-- Your task --
Could you output each line of the data that follows exactly?

Segment Start: Input records

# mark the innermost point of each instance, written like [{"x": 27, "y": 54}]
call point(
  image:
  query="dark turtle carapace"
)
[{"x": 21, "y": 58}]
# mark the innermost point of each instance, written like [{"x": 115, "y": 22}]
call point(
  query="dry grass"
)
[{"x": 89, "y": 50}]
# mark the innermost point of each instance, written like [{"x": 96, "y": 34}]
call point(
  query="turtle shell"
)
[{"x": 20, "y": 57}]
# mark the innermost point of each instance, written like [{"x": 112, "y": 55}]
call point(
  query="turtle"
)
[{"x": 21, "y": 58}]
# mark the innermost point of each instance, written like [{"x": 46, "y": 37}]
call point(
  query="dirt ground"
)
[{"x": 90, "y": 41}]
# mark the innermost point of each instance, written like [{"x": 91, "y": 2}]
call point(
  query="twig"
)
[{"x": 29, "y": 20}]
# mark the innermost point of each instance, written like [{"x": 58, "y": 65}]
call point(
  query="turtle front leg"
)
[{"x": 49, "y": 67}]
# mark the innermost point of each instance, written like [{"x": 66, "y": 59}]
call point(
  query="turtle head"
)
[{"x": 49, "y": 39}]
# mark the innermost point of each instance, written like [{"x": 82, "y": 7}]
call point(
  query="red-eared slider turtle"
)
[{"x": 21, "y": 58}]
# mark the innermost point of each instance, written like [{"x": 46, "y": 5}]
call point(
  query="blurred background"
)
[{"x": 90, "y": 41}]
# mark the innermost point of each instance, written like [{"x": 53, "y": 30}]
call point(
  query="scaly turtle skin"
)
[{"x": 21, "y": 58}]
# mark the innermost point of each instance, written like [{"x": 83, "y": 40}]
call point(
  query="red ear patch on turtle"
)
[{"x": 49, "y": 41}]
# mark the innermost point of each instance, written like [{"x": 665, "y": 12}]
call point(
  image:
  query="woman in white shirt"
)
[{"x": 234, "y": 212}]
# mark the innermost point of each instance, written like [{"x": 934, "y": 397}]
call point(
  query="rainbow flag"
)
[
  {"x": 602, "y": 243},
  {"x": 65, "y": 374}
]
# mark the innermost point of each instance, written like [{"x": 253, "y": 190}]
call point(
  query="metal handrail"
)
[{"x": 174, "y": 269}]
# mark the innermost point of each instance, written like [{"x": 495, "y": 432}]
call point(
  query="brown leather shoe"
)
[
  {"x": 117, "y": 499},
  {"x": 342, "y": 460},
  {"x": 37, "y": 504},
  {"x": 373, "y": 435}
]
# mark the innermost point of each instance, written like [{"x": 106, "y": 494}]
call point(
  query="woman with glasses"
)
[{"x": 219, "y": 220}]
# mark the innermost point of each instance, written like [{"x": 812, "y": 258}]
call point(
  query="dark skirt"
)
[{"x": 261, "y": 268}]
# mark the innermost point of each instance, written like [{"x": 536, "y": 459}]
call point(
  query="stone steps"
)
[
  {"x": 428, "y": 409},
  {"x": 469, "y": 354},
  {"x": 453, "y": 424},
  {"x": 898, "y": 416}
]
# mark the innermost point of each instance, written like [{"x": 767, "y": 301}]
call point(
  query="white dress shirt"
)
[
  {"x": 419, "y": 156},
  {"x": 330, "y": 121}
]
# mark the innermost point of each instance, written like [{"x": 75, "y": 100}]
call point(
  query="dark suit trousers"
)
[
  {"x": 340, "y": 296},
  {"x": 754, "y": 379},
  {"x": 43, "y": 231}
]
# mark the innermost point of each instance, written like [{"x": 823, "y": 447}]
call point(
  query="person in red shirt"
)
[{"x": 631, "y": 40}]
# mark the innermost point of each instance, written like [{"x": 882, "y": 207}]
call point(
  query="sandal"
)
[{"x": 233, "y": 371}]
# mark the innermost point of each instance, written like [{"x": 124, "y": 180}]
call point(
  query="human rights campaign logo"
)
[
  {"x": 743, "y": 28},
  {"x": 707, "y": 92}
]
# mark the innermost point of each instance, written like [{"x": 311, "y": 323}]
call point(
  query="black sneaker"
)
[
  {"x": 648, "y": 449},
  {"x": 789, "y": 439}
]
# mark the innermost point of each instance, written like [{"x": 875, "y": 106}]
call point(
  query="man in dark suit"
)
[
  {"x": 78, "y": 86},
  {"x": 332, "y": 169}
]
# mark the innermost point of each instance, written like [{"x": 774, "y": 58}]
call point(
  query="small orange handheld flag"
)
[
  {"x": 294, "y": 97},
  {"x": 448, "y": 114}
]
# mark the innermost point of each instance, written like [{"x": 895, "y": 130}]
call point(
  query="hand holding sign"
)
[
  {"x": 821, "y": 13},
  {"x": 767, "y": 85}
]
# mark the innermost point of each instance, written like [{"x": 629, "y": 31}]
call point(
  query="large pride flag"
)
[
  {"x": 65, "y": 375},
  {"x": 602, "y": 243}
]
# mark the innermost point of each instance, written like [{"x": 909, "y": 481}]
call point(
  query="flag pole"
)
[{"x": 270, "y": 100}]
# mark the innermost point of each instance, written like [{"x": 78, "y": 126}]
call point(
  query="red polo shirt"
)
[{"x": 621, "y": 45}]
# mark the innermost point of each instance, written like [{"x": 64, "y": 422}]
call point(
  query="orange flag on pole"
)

Segment End: Input records

-- Response area --
# mark the innermost point of each instance, written like [{"x": 27, "y": 54}]
call point(
  image:
  query="dark turtle carapace"
)
[{"x": 21, "y": 58}]
# mark the innermost point of each instance, written like [{"x": 115, "y": 22}]
call point(
  query="dry grass"
)
[{"x": 89, "y": 50}]
# mark the innermost point of each instance, written like [{"x": 96, "y": 34}]
call point(
  query="turtle shell"
)
[{"x": 20, "y": 57}]
# mark the innermost point of each instance, written like [{"x": 112, "y": 55}]
call point(
  query="turtle"
)
[{"x": 21, "y": 58}]
# mark the innermost point of each instance, written like [{"x": 46, "y": 37}]
call point(
  query="dirt ground"
)
[{"x": 90, "y": 41}]
# mark the innermost point of each instance, written like [{"x": 91, "y": 2}]
call point(
  query="twig"
)
[{"x": 29, "y": 20}]
# mark the innermost point of each instance, written like [{"x": 58, "y": 65}]
call point(
  query="turtle front leg"
)
[{"x": 49, "y": 67}]
# mark the innermost point of each instance, written like [{"x": 66, "y": 59}]
call point(
  query="turtle head"
)
[{"x": 49, "y": 39}]
# mark the innermost point of each instance, written like [{"x": 82, "y": 7}]
call point(
  query="red-eared slider turtle"
)
[{"x": 21, "y": 58}]
# mark the innermost point of each instance, written like [{"x": 46, "y": 5}]
call point(
  query="blurred background"
)
[{"x": 90, "y": 41}]
# mark the innermost point of each instance, written like [{"x": 53, "y": 30}]
call point(
  query="scaly turtle skin"
)
[{"x": 21, "y": 58}]
# mark the innermost point of each instance, written like [{"x": 83, "y": 40}]
call point(
  query="red ear patch on turtle"
)
[{"x": 49, "y": 41}]
# mark the innermost point of each instance, written like [{"x": 665, "y": 12}]
call point(
  image:
  query="woman in white shirt"
)
[{"x": 234, "y": 212}]
# mark the innermost point of each instance, written like [{"x": 934, "y": 397}]
call point(
  query="rainbow flag"
)
[
  {"x": 602, "y": 243},
  {"x": 65, "y": 374}
]
# mark the innermost point of each instance, written like [{"x": 253, "y": 190}]
call point(
  query="metal handrail"
)
[{"x": 174, "y": 269}]
# mark the innermost point of each instance, written like [{"x": 495, "y": 432}]
call point(
  query="brown leather shoe"
)
[
  {"x": 117, "y": 499},
  {"x": 342, "y": 460},
  {"x": 37, "y": 504},
  {"x": 373, "y": 435}
]
# mark the innermost point of each instance, written like [{"x": 106, "y": 494}]
call point(
  query="woman with glasses"
)
[{"x": 219, "y": 220}]
# mark the innermost point of each instance, written like [{"x": 812, "y": 258}]
call point(
  query="dark skirt"
)
[{"x": 261, "y": 268}]
# mark the innermost point of each instance, written like [{"x": 536, "y": 459}]
call point(
  query="stone steps"
)
[
  {"x": 428, "y": 409},
  {"x": 469, "y": 354},
  {"x": 453, "y": 424},
  {"x": 898, "y": 416}
]
# mark the innermost point of each instance, written like [{"x": 767, "y": 301}]
call point(
  query="white dress shirt"
)
[
  {"x": 419, "y": 156},
  {"x": 330, "y": 121}
]
# mark the innermost point of each instance, written like [{"x": 75, "y": 100}]
call point(
  query="dark suit trousers"
)
[
  {"x": 340, "y": 296},
  {"x": 754, "y": 379},
  {"x": 43, "y": 231}
]
# mark the innermost point of each instance, written like [{"x": 823, "y": 447}]
call point(
  query="person in red shirt"
)
[{"x": 631, "y": 40}]
# mark the innermost point of each instance, written like [{"x": 882, "y": 207}]
call point(
  query="sandal"
)
[{"x": 233, "y": 371}]
# mark the innermost point of each instance, written like [{"x": 124, "y": 180}]
call point(
  query="human rights campaign logo"
)
[
  {"x": 743, "y": 28},
  {"x": 707, "y": 92}
]
# mark the innermost point of each instance, written like [{"x": 311, "y": 323}]
call point(
  query="black sneaker"
)
[
  {"x": 648, "y": 449},
  {"x": 789, "y": 439}
]
# mark the innermost point of each instance, written like [{"x": 875, "y": 106}]
call point(
  query="man in dark suit"
)
[
  {"x": 78, "y": 86},
  {"x": 332, "y": 169}
]
# mark the innermost point of each instance, written like [{"x": 774, "y": 58}]
call point(
  query="small orange handheld flag"
)
[
  {"x": 294, "y": 97},
  {"x": 448, "y": 114}
]
# mark the innermost point of each instance, written like [{"x": 895, "y": 130}]
call point(
  query="hand holding sign"
)
[
  {"x": 821, "y": 13},
  {"x": 767, "y": 85}
]
# mark the innermost point of each instance, written like [{"x": 629, "y": 31}]
call point(
  query="large pride flag"
)
[
  {"x": 65, "y": 375},
  {"x": 602, "y": 243}
]
# mark the innermost point of each instance, written like [{"x": 909, "y": 481}]
call point(
  query="flag pole"
)
[{"x": 270, "y": 100}]
# mark the innermost point of each instance, written like [{"x": 78, "y": 126}]
call point(
  query="red polo shirt"
)
[{"x": 621, "y": 45}]
# mark the innermost point of each instance, written like [{"x": 64, "y": 422}]
call point(
  query="orange flag on pole"
)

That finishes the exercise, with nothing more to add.